#### AUFTRAG 1
Zählen Sie, in wie vielen Zeilen der Datensätze die Zeichenfolge "query" vorkommt. Geben Sie ausschließlich die Zahl an.

#### LESETEXT
____________

Der restliche Nachmittag vergeht für uns Mitarbeiter damit, das Freizeitmaterial auszuladen und einigermaßen übersichtlich in unserer Schlafhütte zu deponieren. Währenddessen richten Kinder und Jugendliche ihre Quartiere ein, die Jugend-Mädchen bauen ihr Zelt auf, Julia sorgt in der Küche für die erste Mahlzeit. Die Teilnehmer der Kinderfreizeit treffen sich bereits vor dem Abendessen zu einer ersten Geländebesichtigung, wir Älteren sitzen erst im Laufe des Abends zur Kennenlern-Runde zusammen.
Das ist übrigens eine Neuerung auf dieser Fahrt: Kinder- und Jugendfreizeit finden zur selben Zeit am gleichen Ort statt, haben aber unterschiedliche Mitarbeiter und jeweils eigene Tagesprogramme.
Zu unserer Jugendfreizeit gehören neben den Mitarbeitern Clemens, Julia und Gerrit: Christiane, Kathrin, Sabrina, Steffi, Florian, Marcus und Tobias .
Während der ersten Spiele im Laufe des Abends lernen wir uns schnell kennen, ebenso bei unseren Singversuchen, bei denen nahezu jeder einen anderen Melodiezipfel erwischt!
Clemens führt in die Bibelarbeitsreihe "Natur in der Bibel" ein ("Was die Bibel ist, wissen wir alle. Aber was ist eigentlich Natur?") und schließlich wird der Abend (offiziell) mit dem "Blitzlicht" beendet. Blitzlicht? Ein gemeinsamer Tagesrückblick, bei dem jeden seine persönlichen Eindrücke loswerden kann - ohne Kommentare der Anderen.

____________

#### AUFTRAG 2
Welche Neuerung gibt es laut dem Freizeitbericht auf dieser Fahrt?

____________

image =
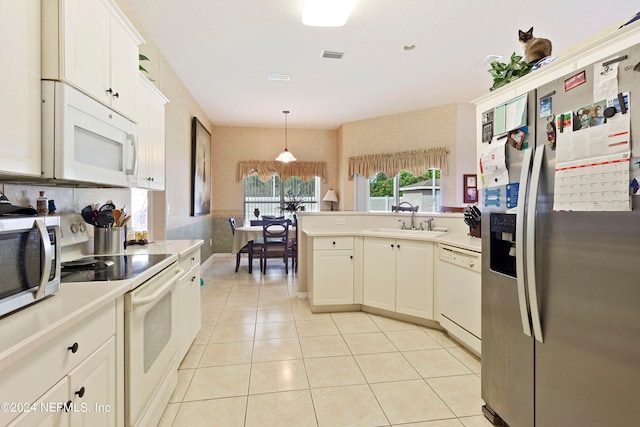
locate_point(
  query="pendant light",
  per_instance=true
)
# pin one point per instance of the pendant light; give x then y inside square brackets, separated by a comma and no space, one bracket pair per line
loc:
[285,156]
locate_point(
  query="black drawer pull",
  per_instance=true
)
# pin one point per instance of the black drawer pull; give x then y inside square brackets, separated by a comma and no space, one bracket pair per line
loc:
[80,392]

____________

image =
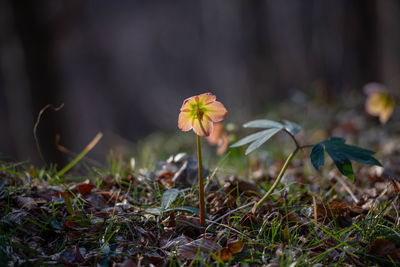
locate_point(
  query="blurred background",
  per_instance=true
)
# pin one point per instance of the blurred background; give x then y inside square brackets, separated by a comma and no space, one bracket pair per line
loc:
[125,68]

____________

#### ERGEBNIS 1
3

#### ERGEBNIS 2
Kinder- und Jugendfreizeit finden zur selben Zeit am gleichen Ort statt, haben aber unterschiedliche Mitarbeiter und jeweils eigene Tagesprogramme.